_STATED EXERCISE 1:_ In the TensorFlow Clothes post, rewrite the part starting with "Anyway, after getting" and going on through "capable of later.", swapping "sneakers" for "boots".

_PASSAGE:_
>>>>

TensorFlow Clothes

by Gregory Walsh — on  ,  , 

cover-image

As a continuation of TensorFlow Flowers there is a cool tutorial on classifying Clothes using Keras, a high-level API to build and train deep learning models. It’s used for fast prototyping, advanced research, and production.

Prerequisites:

I am currently using Docker for the TensorFlow environment. If you are not familiar with Docker or have not read my post on Docker, I suggest you read that first

To start run the TensorFlow Docker Container with Jupyter notebook capabilities:

docker run -it -u 501 --rm -p 8888:8888 tensorflow/tensorflow:latest-py3-jupyter

Once the container is running you should see

To access the notebook, open this file in a browser: file:///.local/share/jupyter/runtime/nbserver-13-open.html Or copy and paste one of these URLs: http://(ace0315e3bc7 or 127.0.0.1):8888/?token=12iu8ods87asjdhha80d

So all you need to do is go into a browser and enter the url:

 127.0.0.1:8888/?token=12iu8ods87asjdhha80d

Your Token will be different

If everything worked you should see a Jupyter Notebook

From there we will be using the “basic_classification.ipynb” notebook in the “tensorflow-tutorials” tutorials folder.

My thoughts on the module:

This tutorial uses TensorFlow 2.0 which is an upgrade from when I used 1.x in TensorFlow flowers so there were a few things I needed to get used to. Kera’s is now the default implemented neural network library instead of sklearn so I needed to understand the syntax. TensorFlow is starting to take more of a collaboration approach using codelabs which is a Jupyter notebook environment that requires no setup and runs entirely in the cloud. Its pretty cool and basically makes it so you don’t need to run Docker or setup any code environment locally. Everything saves to a cloud and collaborated on simultaneously. I will definitely be using in the future for more research I do.

Anyway, after getting over the hurdle of the changes to TensorFlow 2.0 I was able to get into the nitty gritty of the module. The goal is to train a neural network model to classify images of clothing, like sneakers and shirts. The hardest part was working with Kera’s because I have never seen it before. I will get into more depth on specifically what Kera’s is capable of later.

<<<<

_STATED EXERCISE 2:_ Put the records, starting with the line with "of the industrial" and going on through the line with "point(441, 480)", into a two-column CSV with the headers request and answer. Give one row per request, with each field in quotes and line breaks turned into spaces.

_DATA EXTRACT:_

>>>>

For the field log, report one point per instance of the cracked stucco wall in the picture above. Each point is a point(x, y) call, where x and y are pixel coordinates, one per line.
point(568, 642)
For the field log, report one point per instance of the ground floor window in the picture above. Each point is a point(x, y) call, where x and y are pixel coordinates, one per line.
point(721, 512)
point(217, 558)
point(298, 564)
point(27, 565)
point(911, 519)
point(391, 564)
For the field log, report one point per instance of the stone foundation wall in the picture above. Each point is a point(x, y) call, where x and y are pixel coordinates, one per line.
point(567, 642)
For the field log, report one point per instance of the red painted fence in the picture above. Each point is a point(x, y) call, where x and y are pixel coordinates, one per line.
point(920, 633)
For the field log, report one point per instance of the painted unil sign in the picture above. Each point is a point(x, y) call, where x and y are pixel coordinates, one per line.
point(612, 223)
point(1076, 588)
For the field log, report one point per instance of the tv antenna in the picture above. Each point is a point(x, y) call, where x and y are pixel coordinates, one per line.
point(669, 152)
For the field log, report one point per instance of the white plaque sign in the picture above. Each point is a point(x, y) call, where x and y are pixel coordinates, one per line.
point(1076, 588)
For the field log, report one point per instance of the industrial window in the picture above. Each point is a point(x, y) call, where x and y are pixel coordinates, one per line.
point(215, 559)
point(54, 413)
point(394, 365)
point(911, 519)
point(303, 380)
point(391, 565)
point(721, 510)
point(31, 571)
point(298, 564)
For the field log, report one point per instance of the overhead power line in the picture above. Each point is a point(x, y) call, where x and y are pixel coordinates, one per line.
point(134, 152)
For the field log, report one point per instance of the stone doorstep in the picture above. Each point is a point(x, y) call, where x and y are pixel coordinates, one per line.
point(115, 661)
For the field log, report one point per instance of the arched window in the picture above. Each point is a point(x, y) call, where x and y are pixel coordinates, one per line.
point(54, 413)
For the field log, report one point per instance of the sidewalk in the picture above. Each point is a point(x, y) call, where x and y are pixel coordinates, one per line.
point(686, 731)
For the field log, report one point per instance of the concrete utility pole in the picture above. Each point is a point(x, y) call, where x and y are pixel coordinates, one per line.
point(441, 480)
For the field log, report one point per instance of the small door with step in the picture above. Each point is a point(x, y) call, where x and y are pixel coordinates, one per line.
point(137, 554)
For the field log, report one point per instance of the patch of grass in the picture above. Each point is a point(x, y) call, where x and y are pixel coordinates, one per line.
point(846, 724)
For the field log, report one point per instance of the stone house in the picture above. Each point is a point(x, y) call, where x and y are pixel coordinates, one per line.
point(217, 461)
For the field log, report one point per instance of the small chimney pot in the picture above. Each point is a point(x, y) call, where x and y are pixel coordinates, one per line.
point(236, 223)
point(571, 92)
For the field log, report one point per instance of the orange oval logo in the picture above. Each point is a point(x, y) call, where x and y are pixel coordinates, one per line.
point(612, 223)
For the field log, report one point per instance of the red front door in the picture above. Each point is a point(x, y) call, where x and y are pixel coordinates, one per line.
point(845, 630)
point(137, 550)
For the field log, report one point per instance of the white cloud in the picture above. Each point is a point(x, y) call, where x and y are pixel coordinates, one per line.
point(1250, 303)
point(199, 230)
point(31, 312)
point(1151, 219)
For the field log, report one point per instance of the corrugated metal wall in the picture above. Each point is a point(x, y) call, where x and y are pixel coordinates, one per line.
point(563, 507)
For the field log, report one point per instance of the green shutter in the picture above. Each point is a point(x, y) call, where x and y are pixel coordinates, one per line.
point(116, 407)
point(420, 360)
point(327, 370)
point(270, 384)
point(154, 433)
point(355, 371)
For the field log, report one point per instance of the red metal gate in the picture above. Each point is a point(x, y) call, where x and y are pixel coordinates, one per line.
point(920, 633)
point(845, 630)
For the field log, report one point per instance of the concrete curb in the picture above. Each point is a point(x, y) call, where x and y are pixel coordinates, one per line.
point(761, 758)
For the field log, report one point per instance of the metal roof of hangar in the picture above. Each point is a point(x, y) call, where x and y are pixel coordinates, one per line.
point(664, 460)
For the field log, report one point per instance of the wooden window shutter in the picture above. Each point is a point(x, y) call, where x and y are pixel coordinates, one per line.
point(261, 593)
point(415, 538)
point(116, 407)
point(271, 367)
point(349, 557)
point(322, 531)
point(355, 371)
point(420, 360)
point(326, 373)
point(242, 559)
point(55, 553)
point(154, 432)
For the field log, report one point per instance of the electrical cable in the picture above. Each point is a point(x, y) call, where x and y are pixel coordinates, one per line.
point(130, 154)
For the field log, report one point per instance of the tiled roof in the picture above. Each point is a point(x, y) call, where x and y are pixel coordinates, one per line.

<<<<

_REPLY 1:_
Anyway, after getting over the hurdle of the changes to TensorFlow 2.0 I was able to get into the nitty gritty of the module. The goal is to train a neural network model to classify images of clothing, like boots and shirts. The hardest part was working with Kera’s because I have never seen it before. I will get into more depth on specifically what Kera’s is capable of later.

_REPLY 2:_
request,answer
"For the field log, report one point per instance of the industrial window in the picture above. Each point is a point(x, y) call, where x and y are pixel coordinates, one per line.","point(215, 559) point(54, 413) point(394, 365) point(911, 519) point(303, 380) point(391, 565) point(721, 510) point(31, 571) point(298, 564)"
"For the field log, report one point per instance of the overhead power line in the picture above. Each point is a point(x, y) call, where x and y are pixel coordinates, one per line.","point(134, 152)"
"For the field log, report one point per instance of the stone doorstep in the picture above. Each point is a point(x, y) call, where x and y are pixel coordinates, one per line.","point(115, 661)"
"For the field log, report one point per instance of the arched window in the picture above. Each point is a point(x, y) call, where x and y are pixel coordinates, one per line.","point(54, 413)"
"For the field log, report one point per instance of the sidewalk in the picture above. Each point is a point(x, y) call, where x and y are pixel coordinates, one per line.","point(686, 731)"
"For the field log, report one point per instance of the concrete utility pole in the picture above. Each point is a point(x, y) call, where x and y are pixel coordinates, one per line.","point(441, 480)"